**What is asked**
Find every line in the material below that contains the string "cart", and copy each one. Case counts.

•••••

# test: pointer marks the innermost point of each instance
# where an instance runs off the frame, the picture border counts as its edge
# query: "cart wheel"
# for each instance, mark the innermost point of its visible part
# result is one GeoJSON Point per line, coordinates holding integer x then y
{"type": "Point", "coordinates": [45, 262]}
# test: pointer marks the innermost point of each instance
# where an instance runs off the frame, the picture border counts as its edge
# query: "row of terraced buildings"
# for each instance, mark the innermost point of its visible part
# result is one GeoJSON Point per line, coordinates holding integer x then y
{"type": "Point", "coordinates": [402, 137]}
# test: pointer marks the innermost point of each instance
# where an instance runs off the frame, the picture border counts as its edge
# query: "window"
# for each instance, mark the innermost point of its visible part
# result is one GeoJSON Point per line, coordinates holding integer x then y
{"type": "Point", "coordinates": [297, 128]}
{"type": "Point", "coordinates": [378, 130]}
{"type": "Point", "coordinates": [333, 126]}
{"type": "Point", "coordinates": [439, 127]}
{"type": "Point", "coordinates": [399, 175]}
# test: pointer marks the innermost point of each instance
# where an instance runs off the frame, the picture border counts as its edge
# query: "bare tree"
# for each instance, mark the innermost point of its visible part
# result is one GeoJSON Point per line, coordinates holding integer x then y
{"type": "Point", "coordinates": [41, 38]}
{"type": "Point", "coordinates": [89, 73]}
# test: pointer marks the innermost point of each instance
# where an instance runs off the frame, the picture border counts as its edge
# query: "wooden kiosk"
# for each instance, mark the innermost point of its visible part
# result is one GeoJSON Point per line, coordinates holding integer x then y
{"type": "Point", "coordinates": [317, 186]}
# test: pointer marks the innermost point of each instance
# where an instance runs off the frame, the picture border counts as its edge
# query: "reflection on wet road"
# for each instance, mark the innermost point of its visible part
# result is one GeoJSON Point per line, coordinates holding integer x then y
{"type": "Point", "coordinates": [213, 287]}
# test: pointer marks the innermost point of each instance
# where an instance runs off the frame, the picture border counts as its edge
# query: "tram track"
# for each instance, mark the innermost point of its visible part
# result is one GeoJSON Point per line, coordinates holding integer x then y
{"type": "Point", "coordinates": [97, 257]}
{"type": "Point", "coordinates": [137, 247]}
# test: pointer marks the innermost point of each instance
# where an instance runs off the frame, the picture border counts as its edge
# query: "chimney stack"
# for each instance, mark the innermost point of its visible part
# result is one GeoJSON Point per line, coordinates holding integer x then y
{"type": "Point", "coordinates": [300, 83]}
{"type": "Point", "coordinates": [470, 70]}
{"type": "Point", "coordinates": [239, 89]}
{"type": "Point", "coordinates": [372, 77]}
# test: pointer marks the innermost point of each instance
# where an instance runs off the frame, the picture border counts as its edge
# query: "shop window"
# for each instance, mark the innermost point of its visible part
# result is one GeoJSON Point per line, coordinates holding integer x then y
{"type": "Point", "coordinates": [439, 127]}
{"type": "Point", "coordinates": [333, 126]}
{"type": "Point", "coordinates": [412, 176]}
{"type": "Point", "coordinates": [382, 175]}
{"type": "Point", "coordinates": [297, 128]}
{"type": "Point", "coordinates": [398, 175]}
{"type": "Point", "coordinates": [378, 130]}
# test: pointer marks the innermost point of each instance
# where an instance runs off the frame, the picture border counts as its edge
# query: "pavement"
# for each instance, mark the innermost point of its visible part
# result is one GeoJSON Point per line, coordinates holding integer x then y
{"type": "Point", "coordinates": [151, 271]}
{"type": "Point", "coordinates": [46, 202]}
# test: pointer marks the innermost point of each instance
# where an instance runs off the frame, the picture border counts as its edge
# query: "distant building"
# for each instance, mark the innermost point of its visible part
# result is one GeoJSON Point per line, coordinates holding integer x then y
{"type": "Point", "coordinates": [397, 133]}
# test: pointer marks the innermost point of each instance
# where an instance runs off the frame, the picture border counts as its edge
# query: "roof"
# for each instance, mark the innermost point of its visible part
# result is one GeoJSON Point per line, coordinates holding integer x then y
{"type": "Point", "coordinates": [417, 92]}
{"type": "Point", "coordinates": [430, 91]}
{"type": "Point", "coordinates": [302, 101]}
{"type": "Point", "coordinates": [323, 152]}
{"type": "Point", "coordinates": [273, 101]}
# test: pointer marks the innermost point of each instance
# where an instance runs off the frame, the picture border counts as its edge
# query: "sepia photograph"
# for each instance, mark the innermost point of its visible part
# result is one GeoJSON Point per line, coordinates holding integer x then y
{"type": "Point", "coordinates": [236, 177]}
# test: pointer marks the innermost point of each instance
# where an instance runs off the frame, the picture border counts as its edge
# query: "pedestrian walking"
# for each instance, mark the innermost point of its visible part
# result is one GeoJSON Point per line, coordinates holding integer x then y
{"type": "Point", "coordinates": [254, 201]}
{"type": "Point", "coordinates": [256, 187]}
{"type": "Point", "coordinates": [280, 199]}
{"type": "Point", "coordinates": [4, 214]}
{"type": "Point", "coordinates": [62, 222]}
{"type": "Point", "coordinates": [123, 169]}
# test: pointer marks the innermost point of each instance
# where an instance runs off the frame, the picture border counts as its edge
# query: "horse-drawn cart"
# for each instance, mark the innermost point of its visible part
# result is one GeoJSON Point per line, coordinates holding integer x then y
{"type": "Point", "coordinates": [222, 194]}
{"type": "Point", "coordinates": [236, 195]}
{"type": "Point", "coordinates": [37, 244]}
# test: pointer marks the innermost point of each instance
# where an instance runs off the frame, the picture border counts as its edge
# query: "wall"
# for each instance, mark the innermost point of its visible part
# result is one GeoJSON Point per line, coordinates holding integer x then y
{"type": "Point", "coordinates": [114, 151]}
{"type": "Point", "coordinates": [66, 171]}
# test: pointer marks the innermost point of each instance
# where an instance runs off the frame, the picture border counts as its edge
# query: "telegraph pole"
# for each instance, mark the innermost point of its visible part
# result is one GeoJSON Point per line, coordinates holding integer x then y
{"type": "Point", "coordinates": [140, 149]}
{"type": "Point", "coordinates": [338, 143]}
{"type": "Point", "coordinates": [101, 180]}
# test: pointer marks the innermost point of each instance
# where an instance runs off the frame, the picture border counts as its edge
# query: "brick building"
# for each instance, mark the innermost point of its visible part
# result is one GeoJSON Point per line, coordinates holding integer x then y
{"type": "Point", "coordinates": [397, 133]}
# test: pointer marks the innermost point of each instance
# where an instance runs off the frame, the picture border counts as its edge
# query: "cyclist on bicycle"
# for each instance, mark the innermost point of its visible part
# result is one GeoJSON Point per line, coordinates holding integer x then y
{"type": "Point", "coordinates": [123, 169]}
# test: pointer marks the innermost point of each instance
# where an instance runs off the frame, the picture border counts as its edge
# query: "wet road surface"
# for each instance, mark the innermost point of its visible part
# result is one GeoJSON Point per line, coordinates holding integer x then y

•••••

**Reply to the exercise**
# query: "cart wheel"
# query: "horse-drawn cart"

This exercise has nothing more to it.